Instruction - Reproduce the lines from the one holding "Segmentation: prompts inside" through the one holding "positive clicks: (10, 243)", inclusive, with "positive clicks" swapped for "foreground clicks" and nothing else altered.

=== Stored data ===

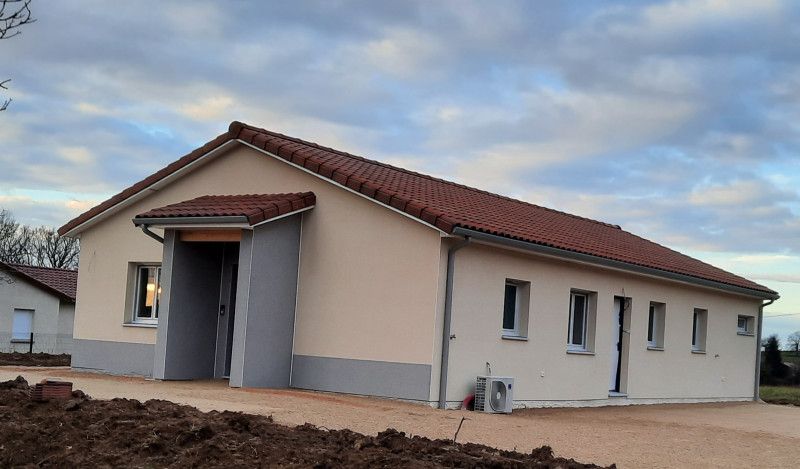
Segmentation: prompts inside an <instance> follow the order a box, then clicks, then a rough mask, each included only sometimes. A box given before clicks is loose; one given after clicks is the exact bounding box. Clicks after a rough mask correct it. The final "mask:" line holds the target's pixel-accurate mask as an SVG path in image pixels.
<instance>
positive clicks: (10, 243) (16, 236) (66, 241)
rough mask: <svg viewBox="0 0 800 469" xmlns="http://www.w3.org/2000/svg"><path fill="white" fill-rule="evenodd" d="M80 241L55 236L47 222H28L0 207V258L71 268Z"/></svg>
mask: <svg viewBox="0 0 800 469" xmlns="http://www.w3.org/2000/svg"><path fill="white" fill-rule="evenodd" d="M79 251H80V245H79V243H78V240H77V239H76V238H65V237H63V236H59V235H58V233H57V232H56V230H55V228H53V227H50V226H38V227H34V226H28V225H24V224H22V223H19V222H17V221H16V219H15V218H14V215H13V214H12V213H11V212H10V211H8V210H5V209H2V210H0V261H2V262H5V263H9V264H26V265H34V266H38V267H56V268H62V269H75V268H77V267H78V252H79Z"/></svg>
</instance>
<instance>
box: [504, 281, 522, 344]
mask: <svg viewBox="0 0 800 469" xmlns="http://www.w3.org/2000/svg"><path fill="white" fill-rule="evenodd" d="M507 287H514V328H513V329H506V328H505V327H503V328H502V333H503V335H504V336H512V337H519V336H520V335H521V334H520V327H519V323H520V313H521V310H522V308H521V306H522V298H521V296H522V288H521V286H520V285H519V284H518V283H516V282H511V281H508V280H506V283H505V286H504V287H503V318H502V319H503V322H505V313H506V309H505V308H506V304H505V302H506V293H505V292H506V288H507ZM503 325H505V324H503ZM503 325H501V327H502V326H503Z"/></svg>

===
=== Stored data ===

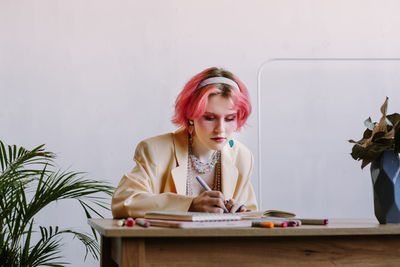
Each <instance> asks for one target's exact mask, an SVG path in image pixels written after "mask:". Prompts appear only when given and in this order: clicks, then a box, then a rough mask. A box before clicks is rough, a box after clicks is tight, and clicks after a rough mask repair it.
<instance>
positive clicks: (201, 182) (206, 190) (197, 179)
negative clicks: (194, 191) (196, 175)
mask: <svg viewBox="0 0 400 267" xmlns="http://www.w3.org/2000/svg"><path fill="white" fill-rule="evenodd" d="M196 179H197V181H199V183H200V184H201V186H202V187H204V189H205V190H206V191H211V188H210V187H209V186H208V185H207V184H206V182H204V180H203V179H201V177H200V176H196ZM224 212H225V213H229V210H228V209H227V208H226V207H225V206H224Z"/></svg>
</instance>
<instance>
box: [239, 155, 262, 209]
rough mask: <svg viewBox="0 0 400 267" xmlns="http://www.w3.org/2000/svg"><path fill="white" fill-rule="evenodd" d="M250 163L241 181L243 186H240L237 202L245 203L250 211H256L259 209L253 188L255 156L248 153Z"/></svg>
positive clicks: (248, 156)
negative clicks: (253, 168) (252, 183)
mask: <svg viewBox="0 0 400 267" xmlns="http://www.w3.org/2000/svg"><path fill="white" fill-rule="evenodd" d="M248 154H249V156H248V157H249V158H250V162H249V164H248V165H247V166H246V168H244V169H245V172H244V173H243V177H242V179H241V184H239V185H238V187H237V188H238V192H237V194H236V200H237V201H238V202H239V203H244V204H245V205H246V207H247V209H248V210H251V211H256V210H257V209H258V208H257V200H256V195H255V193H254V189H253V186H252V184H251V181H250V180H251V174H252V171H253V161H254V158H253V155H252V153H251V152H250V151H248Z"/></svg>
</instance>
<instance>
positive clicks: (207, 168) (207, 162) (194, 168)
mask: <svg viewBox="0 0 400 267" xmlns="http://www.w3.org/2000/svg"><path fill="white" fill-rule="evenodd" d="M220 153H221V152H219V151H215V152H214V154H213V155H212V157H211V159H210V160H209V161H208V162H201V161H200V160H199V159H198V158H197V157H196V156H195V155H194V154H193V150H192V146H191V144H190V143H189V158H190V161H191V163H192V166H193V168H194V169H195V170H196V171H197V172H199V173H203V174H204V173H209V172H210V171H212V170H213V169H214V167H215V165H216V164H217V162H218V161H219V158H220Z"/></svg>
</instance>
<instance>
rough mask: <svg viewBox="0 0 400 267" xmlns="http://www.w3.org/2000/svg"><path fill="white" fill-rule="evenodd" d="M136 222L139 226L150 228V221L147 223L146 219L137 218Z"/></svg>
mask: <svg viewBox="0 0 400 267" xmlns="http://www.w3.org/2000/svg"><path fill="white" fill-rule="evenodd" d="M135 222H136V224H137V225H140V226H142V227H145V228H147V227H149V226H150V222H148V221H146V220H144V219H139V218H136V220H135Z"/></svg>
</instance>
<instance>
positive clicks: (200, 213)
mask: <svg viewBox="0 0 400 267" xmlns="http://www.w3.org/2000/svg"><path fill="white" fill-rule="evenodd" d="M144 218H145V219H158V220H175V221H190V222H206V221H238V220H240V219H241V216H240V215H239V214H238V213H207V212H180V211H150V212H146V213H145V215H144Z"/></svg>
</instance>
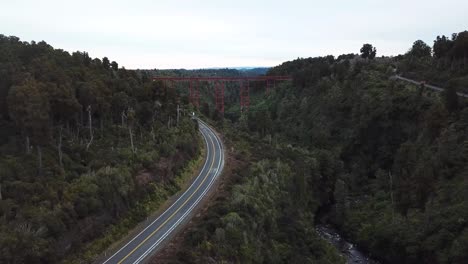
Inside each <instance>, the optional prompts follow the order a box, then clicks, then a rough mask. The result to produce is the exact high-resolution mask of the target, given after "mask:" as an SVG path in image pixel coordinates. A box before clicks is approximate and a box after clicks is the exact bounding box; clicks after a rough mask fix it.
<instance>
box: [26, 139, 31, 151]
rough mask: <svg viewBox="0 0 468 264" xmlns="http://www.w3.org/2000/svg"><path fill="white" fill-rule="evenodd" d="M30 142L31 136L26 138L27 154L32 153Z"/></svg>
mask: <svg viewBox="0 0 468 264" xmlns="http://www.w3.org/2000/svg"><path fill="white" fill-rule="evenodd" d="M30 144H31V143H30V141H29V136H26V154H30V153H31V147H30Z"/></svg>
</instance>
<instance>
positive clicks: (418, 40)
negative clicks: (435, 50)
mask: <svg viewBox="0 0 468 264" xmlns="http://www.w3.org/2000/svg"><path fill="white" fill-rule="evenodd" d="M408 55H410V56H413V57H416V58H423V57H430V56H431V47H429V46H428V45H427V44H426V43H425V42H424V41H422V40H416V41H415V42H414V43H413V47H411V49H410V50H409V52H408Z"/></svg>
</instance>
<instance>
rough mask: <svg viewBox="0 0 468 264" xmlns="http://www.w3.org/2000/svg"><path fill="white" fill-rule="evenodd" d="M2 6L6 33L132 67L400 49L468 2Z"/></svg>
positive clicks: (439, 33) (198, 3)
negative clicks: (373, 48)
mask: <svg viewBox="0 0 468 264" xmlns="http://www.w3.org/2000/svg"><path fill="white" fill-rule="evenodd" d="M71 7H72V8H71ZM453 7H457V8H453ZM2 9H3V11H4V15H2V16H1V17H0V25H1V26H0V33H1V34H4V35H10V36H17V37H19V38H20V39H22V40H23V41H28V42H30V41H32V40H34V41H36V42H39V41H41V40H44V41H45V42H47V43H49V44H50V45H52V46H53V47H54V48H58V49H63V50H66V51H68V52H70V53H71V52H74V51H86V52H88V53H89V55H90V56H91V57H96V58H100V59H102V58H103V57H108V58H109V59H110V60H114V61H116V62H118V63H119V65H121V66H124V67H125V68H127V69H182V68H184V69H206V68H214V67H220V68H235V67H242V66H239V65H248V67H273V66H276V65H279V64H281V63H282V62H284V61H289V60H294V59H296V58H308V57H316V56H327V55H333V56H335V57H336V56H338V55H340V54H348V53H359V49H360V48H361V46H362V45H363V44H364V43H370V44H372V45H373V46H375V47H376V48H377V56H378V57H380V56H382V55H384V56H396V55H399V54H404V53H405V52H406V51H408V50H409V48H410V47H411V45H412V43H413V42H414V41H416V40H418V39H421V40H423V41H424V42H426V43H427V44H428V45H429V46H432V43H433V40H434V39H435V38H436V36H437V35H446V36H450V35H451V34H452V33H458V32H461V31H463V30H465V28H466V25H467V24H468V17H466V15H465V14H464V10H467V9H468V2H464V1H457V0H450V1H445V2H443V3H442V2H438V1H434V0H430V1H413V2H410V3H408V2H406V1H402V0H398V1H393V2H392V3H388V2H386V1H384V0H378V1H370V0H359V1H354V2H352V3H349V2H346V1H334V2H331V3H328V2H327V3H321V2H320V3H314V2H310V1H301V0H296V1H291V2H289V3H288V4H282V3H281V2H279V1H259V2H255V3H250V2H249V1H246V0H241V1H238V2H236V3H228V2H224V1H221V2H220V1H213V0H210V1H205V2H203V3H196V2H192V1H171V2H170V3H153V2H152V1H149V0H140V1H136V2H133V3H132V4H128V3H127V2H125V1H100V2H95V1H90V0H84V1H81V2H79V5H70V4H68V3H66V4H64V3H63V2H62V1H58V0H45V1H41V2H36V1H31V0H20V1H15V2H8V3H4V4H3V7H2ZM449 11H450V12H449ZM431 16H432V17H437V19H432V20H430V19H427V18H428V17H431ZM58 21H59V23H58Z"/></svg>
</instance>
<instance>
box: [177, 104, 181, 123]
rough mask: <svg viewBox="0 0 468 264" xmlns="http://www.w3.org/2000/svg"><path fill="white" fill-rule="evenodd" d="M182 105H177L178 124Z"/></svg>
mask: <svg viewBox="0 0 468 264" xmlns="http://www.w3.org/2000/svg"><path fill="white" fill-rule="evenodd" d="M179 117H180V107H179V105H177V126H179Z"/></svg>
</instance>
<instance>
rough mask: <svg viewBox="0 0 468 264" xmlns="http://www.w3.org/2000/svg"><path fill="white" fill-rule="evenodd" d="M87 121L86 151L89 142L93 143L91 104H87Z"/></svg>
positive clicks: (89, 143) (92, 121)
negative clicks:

===

Reply to the task -
Segmentation: prompts inside an <instance> follow the order a box, then clicks, then a rough mask, each included only sometimes. A box given before clicks is loose; one given after clicks is the exact bounding box. Clicks after a rough mask correct it. The final "mask:" line holds the target's pixel-accurate mask as an SVG path in image pixels.
<instance>
foreground clicks: (10, 243) (16, 236) (66, 241)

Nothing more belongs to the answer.